--- Start of DATA SUPPLIED ---
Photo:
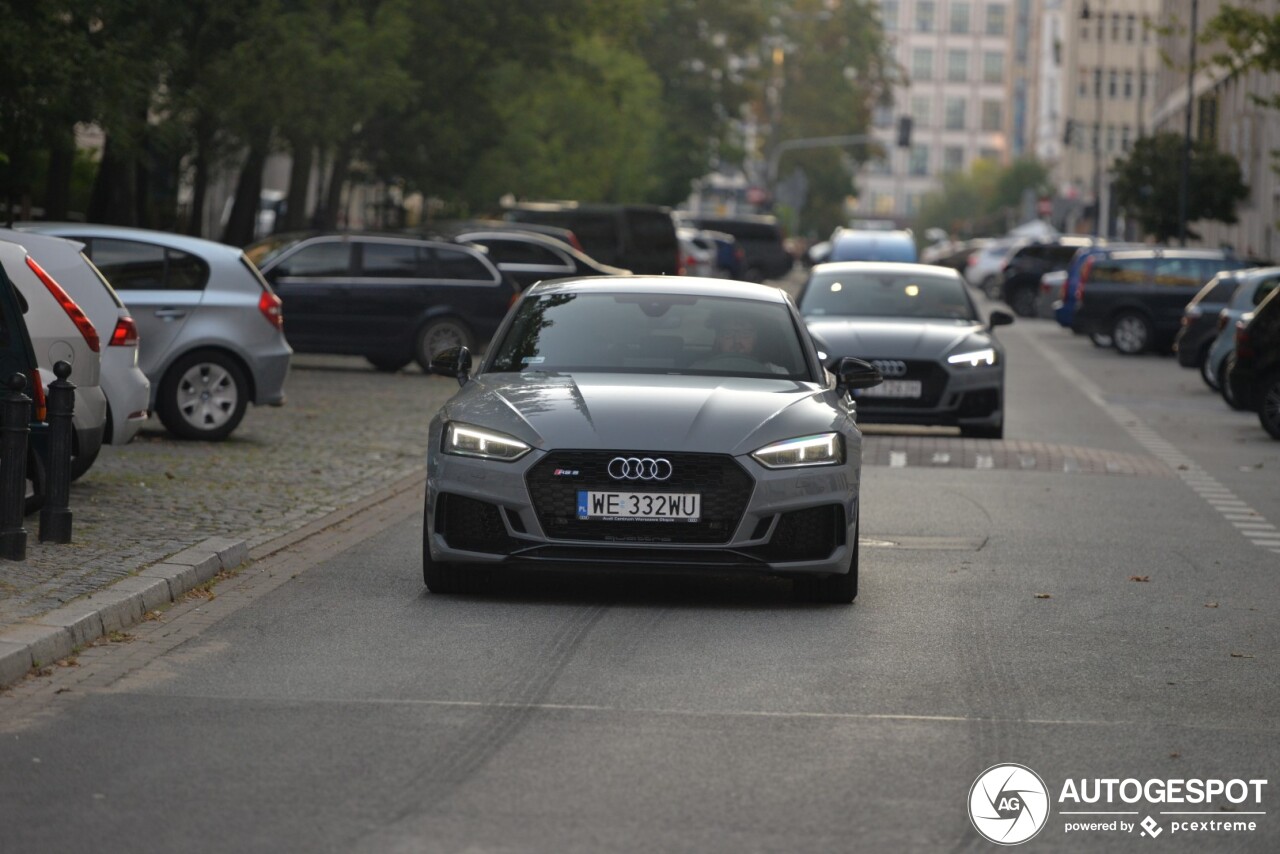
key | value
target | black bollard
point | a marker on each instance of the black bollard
(14, 427)
(55, 516)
--- End of DATA SUPPLIED ---
## REQUIREMENT
Reproduce the material above line for line with no changes, leaving out the picture.

## ANSWER IN FULL
Photo:
key | value
target | black bollard
point | a marker on each instance of the black bollard
(14, 427)
(55, 516)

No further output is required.